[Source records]
▬▬▬▬▬▬

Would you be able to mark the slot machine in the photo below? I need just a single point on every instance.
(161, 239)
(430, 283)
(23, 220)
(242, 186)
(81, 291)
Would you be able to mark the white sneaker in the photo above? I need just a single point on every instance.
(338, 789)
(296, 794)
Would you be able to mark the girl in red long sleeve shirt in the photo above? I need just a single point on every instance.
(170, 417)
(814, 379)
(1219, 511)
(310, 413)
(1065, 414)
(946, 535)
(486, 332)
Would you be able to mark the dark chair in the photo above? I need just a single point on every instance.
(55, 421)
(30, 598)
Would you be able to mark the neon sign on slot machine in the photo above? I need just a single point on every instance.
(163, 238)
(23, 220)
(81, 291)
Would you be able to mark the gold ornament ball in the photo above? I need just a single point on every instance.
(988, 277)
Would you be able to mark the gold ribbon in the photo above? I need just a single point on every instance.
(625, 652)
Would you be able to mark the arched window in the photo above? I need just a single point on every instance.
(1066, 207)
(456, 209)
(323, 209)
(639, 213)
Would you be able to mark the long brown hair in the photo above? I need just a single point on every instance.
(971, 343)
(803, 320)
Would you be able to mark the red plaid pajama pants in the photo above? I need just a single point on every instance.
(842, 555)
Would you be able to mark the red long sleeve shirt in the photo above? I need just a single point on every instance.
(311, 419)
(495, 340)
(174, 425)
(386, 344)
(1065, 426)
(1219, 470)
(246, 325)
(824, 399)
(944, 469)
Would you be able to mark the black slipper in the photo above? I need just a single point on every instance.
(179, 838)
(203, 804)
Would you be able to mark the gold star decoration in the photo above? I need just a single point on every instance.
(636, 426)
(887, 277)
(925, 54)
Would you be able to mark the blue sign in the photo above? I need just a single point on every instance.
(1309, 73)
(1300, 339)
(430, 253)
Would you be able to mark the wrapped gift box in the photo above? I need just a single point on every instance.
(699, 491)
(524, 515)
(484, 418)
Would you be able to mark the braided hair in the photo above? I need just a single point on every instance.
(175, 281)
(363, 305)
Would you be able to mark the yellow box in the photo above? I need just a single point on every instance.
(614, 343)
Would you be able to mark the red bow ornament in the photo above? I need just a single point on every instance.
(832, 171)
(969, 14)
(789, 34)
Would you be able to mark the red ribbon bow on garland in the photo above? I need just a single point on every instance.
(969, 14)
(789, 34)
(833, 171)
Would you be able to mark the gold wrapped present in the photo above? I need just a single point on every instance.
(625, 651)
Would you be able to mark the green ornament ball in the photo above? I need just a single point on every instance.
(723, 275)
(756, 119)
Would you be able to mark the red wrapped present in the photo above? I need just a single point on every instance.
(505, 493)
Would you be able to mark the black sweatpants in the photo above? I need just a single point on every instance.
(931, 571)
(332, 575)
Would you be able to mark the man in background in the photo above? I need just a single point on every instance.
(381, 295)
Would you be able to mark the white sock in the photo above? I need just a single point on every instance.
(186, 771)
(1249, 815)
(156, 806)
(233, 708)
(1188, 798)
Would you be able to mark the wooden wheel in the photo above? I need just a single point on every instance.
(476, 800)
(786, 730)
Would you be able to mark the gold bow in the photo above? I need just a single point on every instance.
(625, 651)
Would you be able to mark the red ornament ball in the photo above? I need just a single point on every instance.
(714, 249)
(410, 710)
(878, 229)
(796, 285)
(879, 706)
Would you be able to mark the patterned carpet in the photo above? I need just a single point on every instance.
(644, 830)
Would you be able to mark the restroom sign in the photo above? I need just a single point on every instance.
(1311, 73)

▬▬▬▬▬▬

Extract the closing run of lines, starting with the one containing "Would you be able to mark the red ribbon" and ending at the last, exactly as written.

# Task result
Would you be able to mark the red ribbon bow on garland in the photo above? I need just a single point on every instance.
(969, 14)
(789, 34)
(833, 171)
Would you be able to mark the gold wrapped present in the photo above? I need just a single point on every instance.
(625, 651)
Would you be able to mark the green ornament ball in the photo above? I need just a single point on every instance.
(723, 275)
(756, 119)
Would you be able to mark the red wrapped present in the photo above? I need just a single point on every instance.
(505, 493)
Would you be able to mark the black sweatpants in the photo above? I need just a single point on every instance.
(931, 571)
(332, 575)
Would you be able to mark the man in background in the photo above? I need just a single point on every instance.
(381, 295)
Would you be able to mark the white sock in the photo above? I need just a single point on every instance.
(186, 771)
(1249, 815)
(156, 806)
(233, 708)
(1188, 798)
Would you be able to mark the wooden wheel in the photo above? I need just a single point on every instance.
(476, 800)
(786, 730)
Would you be able to mark the gold bow in the photo above? I need just a single point on every instance.
(625, 651)
Would you be able to mark the red ornament ball in the photo above? I need just a single point on every instance.
(714, 249)
(410, 710)
(878, 229)
(796, 285)
(879, 706)
Would you be able to mark the patterned carpet in the photo above? I need just a single point on every instance.
(644, 830)
Would you be able to mark the restroom sign in the photo above? I need just a single point on every instance.
(1311, 73)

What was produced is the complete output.